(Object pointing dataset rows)
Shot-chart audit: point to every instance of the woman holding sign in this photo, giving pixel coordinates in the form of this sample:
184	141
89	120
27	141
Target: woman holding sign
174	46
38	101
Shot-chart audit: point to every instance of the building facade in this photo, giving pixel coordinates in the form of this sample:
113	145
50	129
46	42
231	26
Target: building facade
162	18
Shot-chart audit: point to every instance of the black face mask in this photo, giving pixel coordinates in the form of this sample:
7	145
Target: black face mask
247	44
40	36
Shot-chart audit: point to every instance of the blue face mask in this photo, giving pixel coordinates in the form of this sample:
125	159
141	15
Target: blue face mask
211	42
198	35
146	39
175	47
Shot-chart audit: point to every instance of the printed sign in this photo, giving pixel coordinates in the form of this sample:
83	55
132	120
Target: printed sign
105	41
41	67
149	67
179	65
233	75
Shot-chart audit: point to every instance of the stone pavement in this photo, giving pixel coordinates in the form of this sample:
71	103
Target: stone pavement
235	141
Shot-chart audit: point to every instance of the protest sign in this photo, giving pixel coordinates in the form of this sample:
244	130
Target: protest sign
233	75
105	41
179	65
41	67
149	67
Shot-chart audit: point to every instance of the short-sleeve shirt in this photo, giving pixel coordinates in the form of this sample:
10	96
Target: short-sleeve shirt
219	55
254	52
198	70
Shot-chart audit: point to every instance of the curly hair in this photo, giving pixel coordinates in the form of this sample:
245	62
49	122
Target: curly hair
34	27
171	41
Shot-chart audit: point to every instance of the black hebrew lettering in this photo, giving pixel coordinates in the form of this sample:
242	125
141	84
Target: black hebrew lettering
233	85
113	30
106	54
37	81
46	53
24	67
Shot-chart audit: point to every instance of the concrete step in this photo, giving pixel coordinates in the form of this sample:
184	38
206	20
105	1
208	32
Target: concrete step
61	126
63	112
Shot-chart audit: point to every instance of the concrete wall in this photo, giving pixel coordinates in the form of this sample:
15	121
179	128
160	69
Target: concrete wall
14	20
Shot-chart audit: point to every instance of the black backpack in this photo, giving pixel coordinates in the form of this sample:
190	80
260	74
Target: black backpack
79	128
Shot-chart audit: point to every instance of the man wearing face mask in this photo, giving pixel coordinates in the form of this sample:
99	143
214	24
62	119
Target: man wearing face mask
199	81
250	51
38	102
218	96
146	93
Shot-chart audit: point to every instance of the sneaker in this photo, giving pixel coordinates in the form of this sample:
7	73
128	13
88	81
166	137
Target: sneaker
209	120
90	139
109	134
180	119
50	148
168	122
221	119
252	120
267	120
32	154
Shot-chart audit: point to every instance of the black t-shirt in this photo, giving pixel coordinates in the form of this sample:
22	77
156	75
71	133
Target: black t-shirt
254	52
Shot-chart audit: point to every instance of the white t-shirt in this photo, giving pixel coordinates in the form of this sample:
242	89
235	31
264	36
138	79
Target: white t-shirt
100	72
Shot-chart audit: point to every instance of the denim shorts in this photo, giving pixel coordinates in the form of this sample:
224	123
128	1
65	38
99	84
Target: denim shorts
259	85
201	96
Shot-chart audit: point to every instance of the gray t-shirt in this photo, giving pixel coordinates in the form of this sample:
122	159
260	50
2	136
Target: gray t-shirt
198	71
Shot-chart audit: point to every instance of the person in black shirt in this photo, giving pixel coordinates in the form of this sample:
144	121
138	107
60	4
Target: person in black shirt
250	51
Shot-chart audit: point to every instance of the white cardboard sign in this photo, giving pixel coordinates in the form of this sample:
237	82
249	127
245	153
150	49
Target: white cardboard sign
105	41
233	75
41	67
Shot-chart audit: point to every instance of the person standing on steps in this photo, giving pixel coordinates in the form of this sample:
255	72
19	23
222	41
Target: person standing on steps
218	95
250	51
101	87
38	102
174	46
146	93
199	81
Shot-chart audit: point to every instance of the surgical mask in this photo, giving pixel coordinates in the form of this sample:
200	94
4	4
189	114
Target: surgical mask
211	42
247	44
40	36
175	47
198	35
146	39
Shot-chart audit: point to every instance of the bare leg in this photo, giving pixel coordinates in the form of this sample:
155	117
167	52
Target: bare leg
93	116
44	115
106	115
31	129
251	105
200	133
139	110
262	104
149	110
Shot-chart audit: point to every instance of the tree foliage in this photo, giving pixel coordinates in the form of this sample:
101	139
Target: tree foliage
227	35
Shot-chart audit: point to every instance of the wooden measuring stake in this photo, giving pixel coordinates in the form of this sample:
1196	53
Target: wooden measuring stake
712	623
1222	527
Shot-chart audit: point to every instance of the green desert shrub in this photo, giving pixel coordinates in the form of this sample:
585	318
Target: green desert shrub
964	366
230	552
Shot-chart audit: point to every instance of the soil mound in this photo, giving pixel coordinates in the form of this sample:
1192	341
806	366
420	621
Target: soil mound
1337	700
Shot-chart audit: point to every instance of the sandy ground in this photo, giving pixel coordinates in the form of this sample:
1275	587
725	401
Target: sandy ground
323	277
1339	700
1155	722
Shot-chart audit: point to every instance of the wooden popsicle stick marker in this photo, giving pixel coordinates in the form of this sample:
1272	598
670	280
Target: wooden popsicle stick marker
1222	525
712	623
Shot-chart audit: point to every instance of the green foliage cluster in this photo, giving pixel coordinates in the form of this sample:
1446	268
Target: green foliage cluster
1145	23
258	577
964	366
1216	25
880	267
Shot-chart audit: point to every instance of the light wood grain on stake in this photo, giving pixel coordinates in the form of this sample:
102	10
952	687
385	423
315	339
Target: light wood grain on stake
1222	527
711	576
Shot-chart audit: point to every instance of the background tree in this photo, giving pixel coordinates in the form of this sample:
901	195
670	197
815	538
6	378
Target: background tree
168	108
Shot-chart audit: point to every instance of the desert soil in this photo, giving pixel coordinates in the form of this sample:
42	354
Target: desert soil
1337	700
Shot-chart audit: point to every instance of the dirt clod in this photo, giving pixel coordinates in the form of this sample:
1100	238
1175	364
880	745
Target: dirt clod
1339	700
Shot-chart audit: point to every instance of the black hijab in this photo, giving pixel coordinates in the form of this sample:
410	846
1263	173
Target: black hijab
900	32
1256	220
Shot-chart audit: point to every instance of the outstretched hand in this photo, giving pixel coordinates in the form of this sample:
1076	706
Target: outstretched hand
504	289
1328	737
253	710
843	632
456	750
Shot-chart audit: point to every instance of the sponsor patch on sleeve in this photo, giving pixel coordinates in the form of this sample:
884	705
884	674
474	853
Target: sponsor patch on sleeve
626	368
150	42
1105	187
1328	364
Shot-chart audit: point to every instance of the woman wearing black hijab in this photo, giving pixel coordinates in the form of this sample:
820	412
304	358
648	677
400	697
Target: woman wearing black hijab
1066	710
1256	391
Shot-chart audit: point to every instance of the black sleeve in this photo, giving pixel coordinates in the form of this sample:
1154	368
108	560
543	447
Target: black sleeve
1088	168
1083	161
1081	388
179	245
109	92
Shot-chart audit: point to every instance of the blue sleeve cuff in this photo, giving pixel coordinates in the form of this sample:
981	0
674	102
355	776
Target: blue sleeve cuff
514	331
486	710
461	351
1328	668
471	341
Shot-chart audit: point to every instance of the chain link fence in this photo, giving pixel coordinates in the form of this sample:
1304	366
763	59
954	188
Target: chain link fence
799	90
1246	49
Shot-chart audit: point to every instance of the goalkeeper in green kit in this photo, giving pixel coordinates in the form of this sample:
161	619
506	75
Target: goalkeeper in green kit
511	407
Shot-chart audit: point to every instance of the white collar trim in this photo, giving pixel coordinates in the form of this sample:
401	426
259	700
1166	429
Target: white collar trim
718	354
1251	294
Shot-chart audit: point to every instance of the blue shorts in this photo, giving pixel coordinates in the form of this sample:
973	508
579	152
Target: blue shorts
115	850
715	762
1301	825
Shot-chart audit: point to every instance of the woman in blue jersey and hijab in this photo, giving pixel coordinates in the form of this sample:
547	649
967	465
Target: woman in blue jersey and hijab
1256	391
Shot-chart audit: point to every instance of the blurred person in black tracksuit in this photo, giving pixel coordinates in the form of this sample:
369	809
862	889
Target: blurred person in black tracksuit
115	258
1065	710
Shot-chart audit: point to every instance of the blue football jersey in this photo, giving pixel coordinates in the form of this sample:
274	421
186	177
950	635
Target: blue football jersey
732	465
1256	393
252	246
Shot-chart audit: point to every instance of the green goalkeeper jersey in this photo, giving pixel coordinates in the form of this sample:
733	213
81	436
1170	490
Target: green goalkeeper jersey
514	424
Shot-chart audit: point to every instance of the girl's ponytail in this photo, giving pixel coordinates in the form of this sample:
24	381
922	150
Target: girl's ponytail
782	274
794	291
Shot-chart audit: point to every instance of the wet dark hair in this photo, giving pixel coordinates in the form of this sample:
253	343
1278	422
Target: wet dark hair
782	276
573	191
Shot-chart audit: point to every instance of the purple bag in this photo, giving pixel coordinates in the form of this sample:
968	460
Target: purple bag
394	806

> **Your objective**
Copy the rows from the line that contains "Shot-chart audit: point to every instance of the wet" through the end of the rows, substituting "short gray hair" for "wet dark hair" and leaving everything else unchanged.

> **Complete answer**
Shot-chart audit: point to every instance of the short gray hair in this photo, giving pixel coordinates in the form of this sample:
253	343
1278	422
Target: short gray hair
782	276
573	191
Shot-chart audit: point to every instance of the purple bag in this photo, giving pixel coordinates in the form of this sample:
968	460
Target: purple bag
394	806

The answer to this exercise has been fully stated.